Un restaurante que es un mundo y un mundo que niega el mundo, provocando y haciendo trizas la realidad y las habitudes para invitar a ver todo desde más de una perspectiva en el mismo momento. Un espacio lleno de objetos en un collage o mosaico que atrapa el pasado y el presente en una red de evocaciones donde todo lo que reconocemos como cotidiano se desmiembra liberando la fantasía y abriendo las puertas a las sorpresas.

Andrés, el propietario del lugar, no lo ha imaginado en términos tradicionales, sino que ha negado la tradicionalidad, ofreciendo una experiencia que mezcla todos los sentidos y desorienta, ya que cada detalle, cada objeto es un universo y todas las certidumbres desaparecen para desempalancar la mente y dejar fluir sensaciones nuevas. Una obra creada en el tiempo, un descubrimiento hecho poco a poco cada día, redefiniendo el espacio hasta extenderlo en el tiempo.

Consigna de trabajo: Según el texto sobre el restaurante, ¿cómo se llama el propietario del lugar? Este material no guarda relación alguna con lo que se solicita.

Registros de datos:
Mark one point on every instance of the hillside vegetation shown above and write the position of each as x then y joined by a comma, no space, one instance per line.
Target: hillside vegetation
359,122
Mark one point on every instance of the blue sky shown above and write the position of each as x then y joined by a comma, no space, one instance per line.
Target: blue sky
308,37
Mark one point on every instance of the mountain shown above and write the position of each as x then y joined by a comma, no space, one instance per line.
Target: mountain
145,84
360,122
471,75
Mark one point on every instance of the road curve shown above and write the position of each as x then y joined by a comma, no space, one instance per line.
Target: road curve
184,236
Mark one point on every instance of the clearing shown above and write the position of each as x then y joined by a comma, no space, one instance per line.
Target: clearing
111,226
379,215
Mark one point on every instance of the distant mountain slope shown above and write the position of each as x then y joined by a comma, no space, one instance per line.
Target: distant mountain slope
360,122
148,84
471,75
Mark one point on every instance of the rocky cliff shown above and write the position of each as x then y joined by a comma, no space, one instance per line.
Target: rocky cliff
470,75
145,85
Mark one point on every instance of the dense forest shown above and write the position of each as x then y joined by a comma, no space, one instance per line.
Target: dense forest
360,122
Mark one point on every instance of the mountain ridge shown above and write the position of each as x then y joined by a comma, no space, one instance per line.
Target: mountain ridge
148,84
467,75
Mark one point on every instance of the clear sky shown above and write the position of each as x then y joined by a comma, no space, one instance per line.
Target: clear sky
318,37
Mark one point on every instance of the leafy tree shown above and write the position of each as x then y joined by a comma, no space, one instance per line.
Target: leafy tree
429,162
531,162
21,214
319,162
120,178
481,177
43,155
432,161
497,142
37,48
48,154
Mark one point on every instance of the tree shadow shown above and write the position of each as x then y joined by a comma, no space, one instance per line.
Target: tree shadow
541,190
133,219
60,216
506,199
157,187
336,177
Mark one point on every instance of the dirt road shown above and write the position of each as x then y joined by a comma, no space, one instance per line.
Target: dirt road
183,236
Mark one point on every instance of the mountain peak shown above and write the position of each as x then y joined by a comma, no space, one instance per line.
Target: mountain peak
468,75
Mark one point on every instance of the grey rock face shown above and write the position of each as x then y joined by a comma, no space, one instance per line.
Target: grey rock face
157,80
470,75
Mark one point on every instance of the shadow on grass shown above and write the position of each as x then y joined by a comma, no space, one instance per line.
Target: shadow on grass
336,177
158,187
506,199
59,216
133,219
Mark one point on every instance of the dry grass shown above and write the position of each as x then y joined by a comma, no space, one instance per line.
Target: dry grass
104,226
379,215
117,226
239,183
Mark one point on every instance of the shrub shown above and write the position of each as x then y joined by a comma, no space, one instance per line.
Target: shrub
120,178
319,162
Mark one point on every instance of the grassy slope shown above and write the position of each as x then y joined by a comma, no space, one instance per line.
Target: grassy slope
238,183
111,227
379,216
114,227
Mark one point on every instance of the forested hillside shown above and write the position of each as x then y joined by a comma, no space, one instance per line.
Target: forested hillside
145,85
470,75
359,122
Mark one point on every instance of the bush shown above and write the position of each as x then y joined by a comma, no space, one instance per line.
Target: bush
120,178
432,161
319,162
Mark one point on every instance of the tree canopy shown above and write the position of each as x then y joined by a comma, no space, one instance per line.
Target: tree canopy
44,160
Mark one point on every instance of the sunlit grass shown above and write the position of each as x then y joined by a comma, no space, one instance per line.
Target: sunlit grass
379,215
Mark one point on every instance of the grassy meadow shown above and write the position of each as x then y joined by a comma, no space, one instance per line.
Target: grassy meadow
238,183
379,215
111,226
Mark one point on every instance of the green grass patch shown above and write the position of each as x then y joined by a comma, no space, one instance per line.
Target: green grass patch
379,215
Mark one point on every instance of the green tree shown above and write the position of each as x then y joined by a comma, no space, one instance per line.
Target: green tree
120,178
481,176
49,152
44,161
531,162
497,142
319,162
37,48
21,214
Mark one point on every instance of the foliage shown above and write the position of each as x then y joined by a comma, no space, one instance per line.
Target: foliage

Respuesta redactada: El propietario se llama Andrés.